Stored data:
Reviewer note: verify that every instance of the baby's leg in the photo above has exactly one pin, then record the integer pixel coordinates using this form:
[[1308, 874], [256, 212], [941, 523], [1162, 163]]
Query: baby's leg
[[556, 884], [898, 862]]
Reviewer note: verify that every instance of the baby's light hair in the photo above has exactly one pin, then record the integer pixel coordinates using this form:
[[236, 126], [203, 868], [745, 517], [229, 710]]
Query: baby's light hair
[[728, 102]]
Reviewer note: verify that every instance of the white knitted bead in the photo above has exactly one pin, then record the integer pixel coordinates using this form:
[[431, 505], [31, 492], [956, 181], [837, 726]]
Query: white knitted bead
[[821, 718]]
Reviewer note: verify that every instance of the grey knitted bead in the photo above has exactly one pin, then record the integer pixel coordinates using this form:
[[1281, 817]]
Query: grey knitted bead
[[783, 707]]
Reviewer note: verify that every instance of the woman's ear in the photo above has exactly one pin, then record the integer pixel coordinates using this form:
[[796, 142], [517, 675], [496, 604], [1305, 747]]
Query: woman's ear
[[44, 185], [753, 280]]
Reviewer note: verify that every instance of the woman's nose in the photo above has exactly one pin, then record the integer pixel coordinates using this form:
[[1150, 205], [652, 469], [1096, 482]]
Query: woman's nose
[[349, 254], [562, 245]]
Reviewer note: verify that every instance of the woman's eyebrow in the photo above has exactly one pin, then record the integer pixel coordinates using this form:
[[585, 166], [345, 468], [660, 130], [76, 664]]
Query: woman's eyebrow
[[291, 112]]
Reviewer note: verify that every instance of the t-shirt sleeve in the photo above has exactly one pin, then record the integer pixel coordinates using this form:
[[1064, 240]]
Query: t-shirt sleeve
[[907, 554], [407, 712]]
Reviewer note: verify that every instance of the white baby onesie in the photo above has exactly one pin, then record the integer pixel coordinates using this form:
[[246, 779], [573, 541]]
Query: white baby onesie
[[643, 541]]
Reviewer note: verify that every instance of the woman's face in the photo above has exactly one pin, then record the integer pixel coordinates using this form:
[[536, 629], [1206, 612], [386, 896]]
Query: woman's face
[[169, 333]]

Exercise brief:
In the material above, find the lines that contain "then" and show them.

Answer space:
Reviewer note: verify that every instance of the baby's leg in the photo above has exactly one pin, then record the integer pixel coordinates using this form:
Reviewer note: verify that every instance of the baby's light hair in the photo above has exactly one pin, then record the integer pixel coordinates using this form:
Reviewer note: verify that every instance of the white knitted bead in the photo above has exactly one pin, then record the integer pixel coordinates using this form:
Reviewer note: verify that every instance of the grey knitted bead in the photo above has exactly one pin, then record the integer pixel coordinates using this form:
Reviewer note: verify that every instance of the woman's ear in the photo above has exactly one pin, then record the integer pixel coordinates using this form:
Reviewer note: verify that every instance of the woman's nose in the photo above has exactly one pin, then record the integer pixel coordinates using this form:
Reviewer note: verify that every instance of the woman's eyebrow in the photo above has exactly one pin, then record the integer pixel coordinates using this form:
Reviewer note: verify that every instance of the t-shirt sleeve in the photo above has exactly one pin, then record the integer pixel coordinates using this form:
Reviewer note: verify that every instance of the white baby onesie in the photo above has exactly one pin, then record the integer pixel coordinates using this form:
Reviewer note: verify that every instance of the woman's face in the photo above has exactly one pin, then record the integer pixel coordinates using this form:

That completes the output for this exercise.